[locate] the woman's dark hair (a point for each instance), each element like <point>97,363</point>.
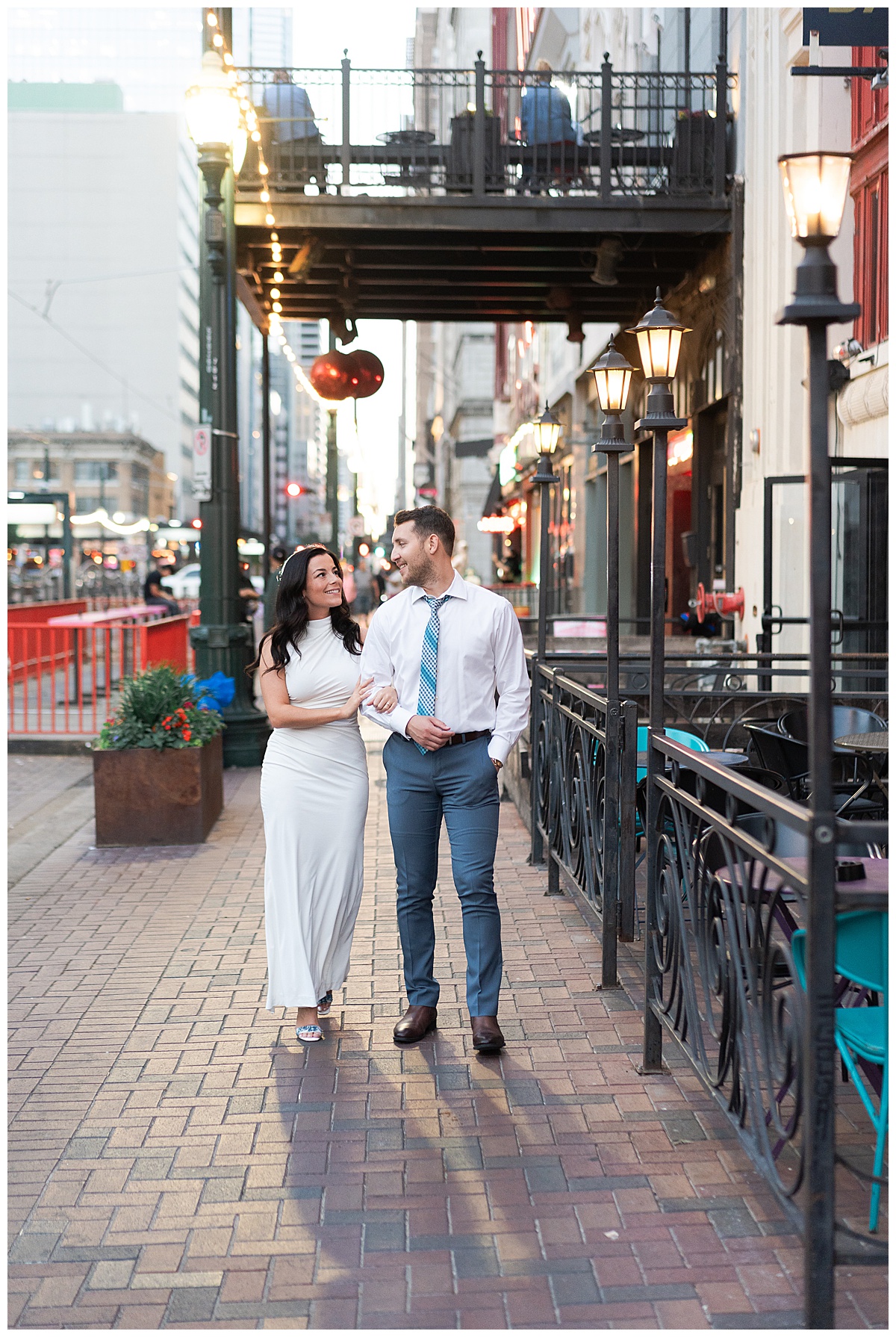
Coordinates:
<point>292,611</point>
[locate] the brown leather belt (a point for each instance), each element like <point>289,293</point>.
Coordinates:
<point>468,738</point>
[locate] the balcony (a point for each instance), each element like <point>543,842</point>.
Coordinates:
<point>434,194</point>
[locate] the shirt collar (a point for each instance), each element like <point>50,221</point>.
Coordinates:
<point>458,590</point>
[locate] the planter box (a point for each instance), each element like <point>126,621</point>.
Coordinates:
<point>149,797</point>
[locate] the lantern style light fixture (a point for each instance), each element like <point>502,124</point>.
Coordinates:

- _TASK_
Could you set down every entry above exactly as it stands, with no images?

- _ANSWER TO THIS EXERCISE_
[locate] the woman's dark hair (a point for each instance), each element like <point>97,363</point>.
Coordinates:
<point>292,611</point>
[locate] the brown leather belt (a point for each instance), each element like <point>289,293</point>.
Coordinates:
<point>468,738</point>
[locate] the balcony (a point for each instance), each element like <point>543,842</point>.
Coordinates:
<point>434,194</point>
[locate] the shirt collar (a point for each instance), each element like <point>50,221</point>.
Coordinates:
<point>458,590</point>
[locate] the planter box (a point for each instance), each element like <point>126,621</point>.
Coordinates:
<point>149,797</point>
[locate] the lantern style light fixture (a point for each instance), each element like <point>502,124</point>.
Coordinates:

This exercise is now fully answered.